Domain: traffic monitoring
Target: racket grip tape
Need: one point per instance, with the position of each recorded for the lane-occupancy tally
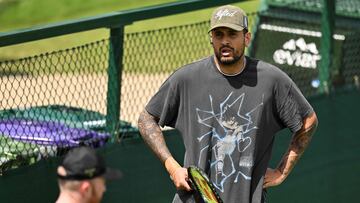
(171, 165)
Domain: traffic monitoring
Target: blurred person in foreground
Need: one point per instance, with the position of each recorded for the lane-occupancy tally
(228, 108)
(82, 176)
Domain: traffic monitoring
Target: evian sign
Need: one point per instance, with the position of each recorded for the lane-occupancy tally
(297, 53)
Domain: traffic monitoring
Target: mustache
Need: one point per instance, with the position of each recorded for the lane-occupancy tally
(226, 46)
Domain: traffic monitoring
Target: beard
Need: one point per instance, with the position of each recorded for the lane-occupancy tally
(228, 60)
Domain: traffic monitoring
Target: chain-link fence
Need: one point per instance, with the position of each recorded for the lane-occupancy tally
(55, 101)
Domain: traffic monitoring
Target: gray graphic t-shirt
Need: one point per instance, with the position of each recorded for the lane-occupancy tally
(228, 123)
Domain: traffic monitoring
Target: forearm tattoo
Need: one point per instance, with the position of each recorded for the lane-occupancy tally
(298, 144)
(152, 135)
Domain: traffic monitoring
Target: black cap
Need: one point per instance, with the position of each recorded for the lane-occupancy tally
(83, 163)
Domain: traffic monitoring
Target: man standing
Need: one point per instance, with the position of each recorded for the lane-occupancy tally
(228, 108)
(82, 176)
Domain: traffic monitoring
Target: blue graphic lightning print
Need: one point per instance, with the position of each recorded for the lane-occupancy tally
(229, 132)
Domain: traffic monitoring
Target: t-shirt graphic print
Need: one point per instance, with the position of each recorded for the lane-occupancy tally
(231, 142)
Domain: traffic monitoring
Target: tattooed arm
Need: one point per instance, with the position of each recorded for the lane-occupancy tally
(153, 137)
(297, 146)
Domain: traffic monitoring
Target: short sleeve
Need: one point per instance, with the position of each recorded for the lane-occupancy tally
(291, 105)
(165, 103)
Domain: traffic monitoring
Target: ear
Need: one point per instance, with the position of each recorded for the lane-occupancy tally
(85, 187)
(247, 39)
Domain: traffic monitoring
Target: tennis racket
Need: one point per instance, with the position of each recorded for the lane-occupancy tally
(204, 190)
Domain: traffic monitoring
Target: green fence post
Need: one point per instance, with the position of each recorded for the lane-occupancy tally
(114, 81)
(327, 30)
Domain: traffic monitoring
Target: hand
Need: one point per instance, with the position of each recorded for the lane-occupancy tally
(273, 177)
(180, 179)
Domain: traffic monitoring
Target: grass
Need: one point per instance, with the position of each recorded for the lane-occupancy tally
(16, 15)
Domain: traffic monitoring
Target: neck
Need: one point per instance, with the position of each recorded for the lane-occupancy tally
(231, 69)
(65, 197)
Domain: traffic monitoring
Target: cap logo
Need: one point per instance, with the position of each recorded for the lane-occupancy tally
(224, 12)
(90, 172)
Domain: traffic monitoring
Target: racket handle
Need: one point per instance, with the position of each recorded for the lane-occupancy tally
(171, 165)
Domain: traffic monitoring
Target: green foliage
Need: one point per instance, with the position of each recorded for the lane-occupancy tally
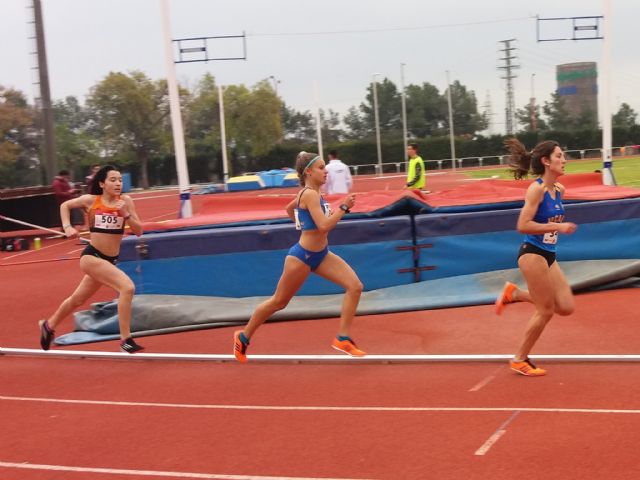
(426, 110)
(558, 117)
(625, 117)
(466, 119)
(131, 112)
(19, 165)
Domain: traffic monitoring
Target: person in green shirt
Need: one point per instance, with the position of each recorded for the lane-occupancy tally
(416, 175)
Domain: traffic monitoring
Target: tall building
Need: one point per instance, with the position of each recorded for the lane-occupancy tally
(578, 87)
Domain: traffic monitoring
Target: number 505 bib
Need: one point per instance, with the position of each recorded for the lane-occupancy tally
(107, 221)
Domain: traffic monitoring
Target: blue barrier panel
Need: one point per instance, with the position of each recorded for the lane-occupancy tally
(247, 261)
(126, 182)
(468, 243)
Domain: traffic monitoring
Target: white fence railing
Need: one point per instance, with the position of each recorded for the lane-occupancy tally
(485, 161)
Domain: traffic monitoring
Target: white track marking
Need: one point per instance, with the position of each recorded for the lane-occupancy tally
(153, 473)
(318, 408)
(60, 353)
(502, 429)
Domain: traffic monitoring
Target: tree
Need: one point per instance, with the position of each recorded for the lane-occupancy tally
(253, 120)
(523, 116)
(298, 126)
(466, 119)
(131, 111)
(389, 107)
(558, 118)
(18, 140)
(426, 110)
(202, 122)
(76, 143)
(330, 122)
(625, 117)
(356, 126)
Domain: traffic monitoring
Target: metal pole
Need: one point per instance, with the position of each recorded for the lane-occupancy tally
(318, 118)
(605, 98)
(377, 121)
(176, 117)
(451, 132)
(404, 115)
(223, 137)
(49, 150)
(534, 123)
(275, 84)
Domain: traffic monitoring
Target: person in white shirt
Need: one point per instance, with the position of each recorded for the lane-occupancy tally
(338, 175)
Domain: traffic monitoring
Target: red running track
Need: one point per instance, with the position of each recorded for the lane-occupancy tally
(136, 419)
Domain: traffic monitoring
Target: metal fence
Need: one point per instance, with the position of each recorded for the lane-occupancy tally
(486, 161)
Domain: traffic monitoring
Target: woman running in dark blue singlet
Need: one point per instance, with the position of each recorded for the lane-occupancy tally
(314, 218)
(541, 220)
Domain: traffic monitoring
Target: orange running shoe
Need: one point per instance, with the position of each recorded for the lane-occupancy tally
(239, 347)
(505, 297)
(527, 368)
(348, 347)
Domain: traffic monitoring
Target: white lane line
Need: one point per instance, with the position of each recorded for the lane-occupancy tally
(26, 252)
(320, 408)
(153, 473)
(484, 382)
(502, 429)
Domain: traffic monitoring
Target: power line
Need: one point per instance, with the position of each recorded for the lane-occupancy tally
(393, 29)
(508, 67)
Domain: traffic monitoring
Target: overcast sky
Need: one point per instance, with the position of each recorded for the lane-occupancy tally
(338, 43)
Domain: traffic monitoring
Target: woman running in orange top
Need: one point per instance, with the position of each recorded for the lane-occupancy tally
(108, 211)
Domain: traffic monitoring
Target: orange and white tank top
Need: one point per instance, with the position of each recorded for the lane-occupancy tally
(104, 219)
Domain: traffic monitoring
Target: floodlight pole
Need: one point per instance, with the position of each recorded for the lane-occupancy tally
(377, 122)
(176, 116)
(223, 137)
(604, 90)
(452, 141)
(318, 118)
(605, 104)
(404, 116)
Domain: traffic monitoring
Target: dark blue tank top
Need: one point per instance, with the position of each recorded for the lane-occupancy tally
(304, 221)
(549, 210)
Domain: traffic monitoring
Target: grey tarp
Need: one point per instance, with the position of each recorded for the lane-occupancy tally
(158, 314)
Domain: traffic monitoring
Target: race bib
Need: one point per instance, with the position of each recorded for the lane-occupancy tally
(550, 238)
(298, 224)
(107, 221)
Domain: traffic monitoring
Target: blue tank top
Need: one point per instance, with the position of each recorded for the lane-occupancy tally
(549, 210)
(304, 221)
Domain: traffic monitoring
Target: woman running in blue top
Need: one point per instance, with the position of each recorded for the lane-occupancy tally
(313, 216)
(541, 219)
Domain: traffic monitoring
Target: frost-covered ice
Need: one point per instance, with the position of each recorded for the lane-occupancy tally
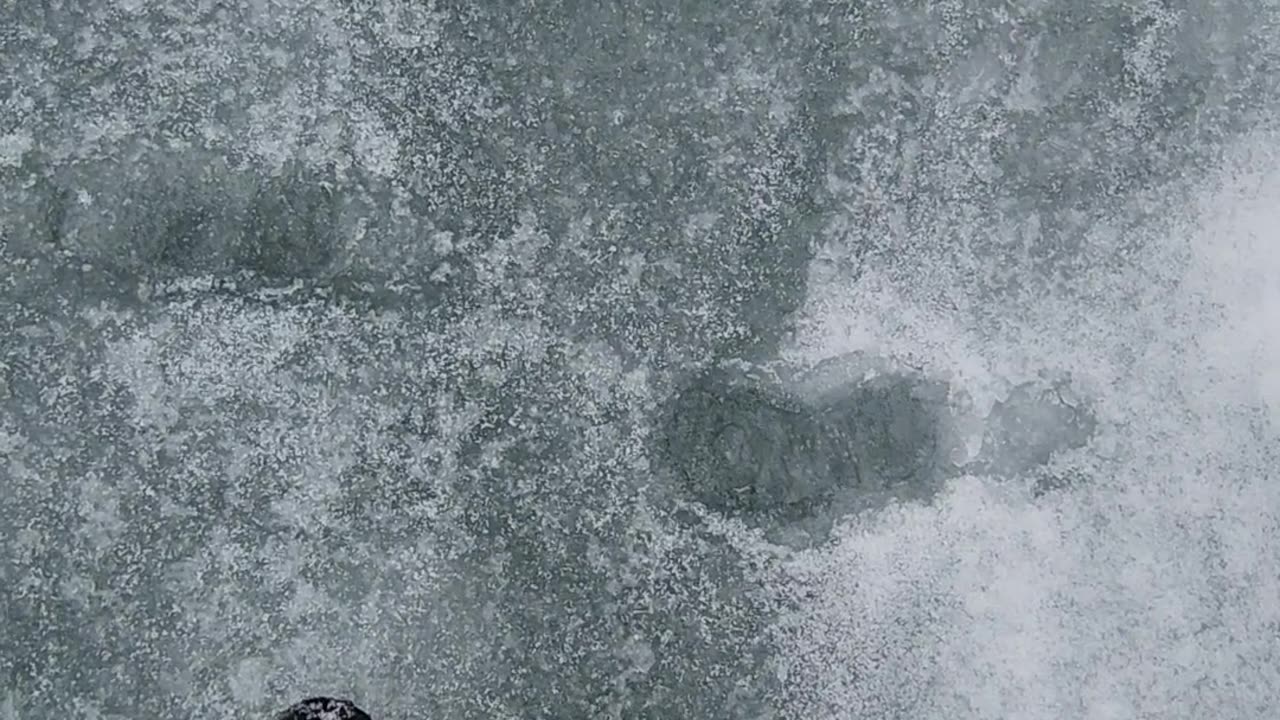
(720, 360)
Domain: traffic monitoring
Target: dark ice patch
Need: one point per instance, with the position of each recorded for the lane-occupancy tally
(796, 456)
(754, 450)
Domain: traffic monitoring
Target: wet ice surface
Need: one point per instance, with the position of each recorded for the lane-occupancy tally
(735, 360)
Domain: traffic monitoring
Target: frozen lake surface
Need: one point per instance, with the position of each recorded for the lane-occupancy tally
(645, 360)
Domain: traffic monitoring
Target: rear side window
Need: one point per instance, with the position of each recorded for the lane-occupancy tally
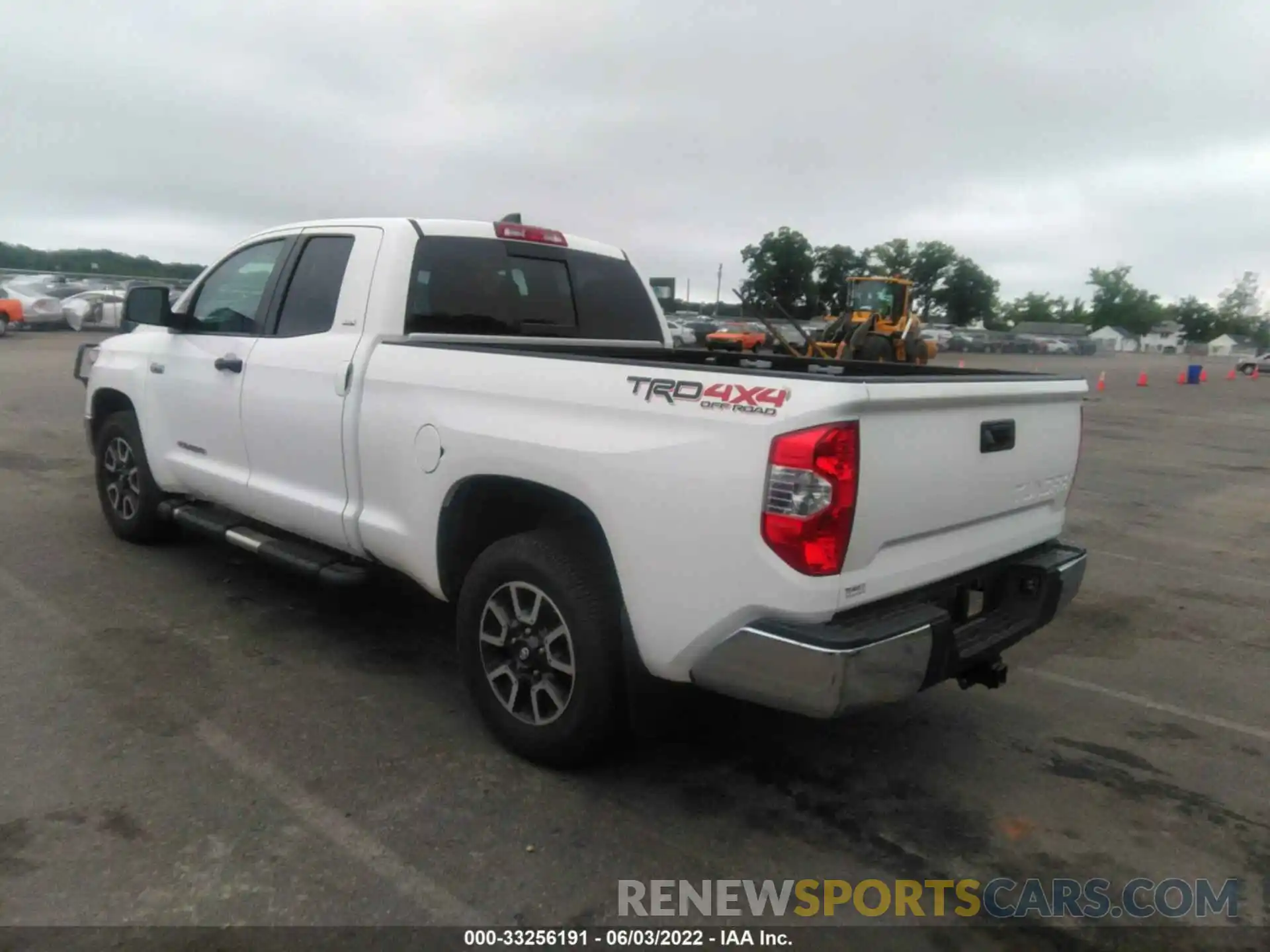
(313, 294)
(613, 301)
(484, 286)
(473, 286)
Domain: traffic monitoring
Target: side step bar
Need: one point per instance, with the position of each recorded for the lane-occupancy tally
(308, 559)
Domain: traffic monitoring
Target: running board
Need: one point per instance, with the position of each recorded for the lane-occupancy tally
(304, 557)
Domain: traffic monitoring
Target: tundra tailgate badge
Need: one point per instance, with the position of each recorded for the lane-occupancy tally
(736, 397)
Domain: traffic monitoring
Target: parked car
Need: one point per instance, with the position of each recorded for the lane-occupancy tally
(1053, 346)
(38, 311)
(352, 383)
(1260, 364)
(738, 335)
(92, 310)
(11, 315)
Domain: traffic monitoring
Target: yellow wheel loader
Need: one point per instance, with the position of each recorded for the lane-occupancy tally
(878, 324)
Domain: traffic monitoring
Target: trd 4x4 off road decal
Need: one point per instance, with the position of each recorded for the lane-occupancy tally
(736, 397)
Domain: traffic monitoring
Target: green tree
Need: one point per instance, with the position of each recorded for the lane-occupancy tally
(1241, 305)
(833, 266)
(1035, 306)
(1118, 302)
(1199, 321)
(83, 260)
(968, 294)
(783, 266)
(931, 266)
(893, 258)
(1078, 313)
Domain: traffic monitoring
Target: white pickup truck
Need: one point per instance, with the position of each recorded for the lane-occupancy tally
(495, 411)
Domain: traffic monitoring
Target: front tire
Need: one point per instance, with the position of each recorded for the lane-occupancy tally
(539, 630)
(125, 487)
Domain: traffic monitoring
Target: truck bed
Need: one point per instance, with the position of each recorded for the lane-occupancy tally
(653, 354)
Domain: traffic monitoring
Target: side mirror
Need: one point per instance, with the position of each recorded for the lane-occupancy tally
(149, 305)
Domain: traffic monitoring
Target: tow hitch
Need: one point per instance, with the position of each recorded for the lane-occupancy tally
(990, 674)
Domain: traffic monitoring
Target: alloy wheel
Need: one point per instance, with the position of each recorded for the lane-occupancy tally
(527, 653)
(122, 479)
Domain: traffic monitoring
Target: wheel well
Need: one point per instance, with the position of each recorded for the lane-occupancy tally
(105, 403)
(483, 509)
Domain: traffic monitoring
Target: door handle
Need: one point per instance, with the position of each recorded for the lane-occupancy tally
(996, 436)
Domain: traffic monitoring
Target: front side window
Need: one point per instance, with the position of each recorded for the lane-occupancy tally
(232, 299)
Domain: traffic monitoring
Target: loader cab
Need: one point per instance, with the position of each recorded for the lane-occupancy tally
(887, 298)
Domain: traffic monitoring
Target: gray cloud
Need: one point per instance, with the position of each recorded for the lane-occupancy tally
(1040, 139)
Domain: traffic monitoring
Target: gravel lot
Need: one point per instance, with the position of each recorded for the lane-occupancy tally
(190, 738)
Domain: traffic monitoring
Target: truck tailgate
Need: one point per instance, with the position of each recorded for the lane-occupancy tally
(958, 474)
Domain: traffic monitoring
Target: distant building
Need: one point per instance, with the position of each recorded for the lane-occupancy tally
(1117, 339)
(1052, 329)
(1165, 338)
(1232, 344)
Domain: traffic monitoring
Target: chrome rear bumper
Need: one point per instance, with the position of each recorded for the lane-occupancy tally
(879, 655)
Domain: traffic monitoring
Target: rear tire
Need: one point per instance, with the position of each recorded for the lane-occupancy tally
(125, 487)
(539, 629)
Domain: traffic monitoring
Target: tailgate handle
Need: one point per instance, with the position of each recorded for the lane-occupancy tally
(996, 436)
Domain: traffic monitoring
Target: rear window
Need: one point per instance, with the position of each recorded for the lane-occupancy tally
(486, 286)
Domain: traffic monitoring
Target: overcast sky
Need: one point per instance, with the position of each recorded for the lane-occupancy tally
(1040, 139)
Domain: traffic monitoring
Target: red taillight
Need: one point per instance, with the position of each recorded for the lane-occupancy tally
(810, 502)
(529, 233)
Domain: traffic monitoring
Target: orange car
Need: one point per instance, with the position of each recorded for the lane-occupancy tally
(737, 337)
(11, 314)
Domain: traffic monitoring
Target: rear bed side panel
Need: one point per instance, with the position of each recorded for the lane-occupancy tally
(676, 488)
(933, 503)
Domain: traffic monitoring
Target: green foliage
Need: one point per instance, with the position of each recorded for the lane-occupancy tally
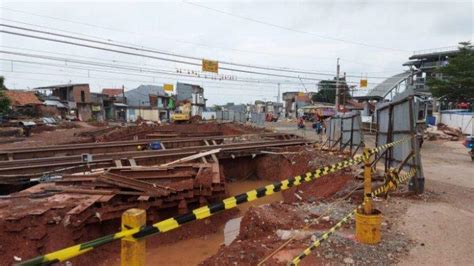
(457, 77)
(4, 101)
(327, 91)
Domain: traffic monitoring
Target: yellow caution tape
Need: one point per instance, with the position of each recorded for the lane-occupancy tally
(382, 189)
(203, 212)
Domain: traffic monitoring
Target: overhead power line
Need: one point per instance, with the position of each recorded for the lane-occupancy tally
(152, 57)
(140, 69)
(151, 50)
(175, 40)
(295, 30)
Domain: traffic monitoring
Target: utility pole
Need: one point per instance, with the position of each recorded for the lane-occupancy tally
(337, 86)
(278, 96)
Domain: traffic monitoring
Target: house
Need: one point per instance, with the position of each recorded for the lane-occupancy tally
(115, 104)
(193, 94)
(76, 97)
(23, 101)
(149, 102)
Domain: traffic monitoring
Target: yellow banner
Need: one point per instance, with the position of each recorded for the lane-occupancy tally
(210, 66)
(168, 87)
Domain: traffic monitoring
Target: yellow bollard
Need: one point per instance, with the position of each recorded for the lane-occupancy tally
(368, 227)
(132, 250)
(368, 223)
(367, 183)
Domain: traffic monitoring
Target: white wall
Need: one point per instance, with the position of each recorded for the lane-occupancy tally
(146, 114)
(462, 120)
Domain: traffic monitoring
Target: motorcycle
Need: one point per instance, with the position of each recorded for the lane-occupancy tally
(469, 144)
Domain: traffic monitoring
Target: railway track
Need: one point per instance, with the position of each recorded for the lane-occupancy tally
(119, 146)
(18, 171)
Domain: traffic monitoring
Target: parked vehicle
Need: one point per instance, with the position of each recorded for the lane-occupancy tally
(469, 144)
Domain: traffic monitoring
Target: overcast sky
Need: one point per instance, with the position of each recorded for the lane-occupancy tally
(372, 38)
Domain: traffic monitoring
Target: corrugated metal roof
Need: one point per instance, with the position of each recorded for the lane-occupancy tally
(112, 92)
(381, 90)
(21, 98)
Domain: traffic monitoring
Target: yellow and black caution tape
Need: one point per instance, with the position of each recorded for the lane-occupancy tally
(202, 212)
(382, 189)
++++++++
▸ WORK REQUEST
Count, in the listing, each line that holds the string "orange", then give the count and nothing else.

▸ REPLY TO THE EXERCISE
4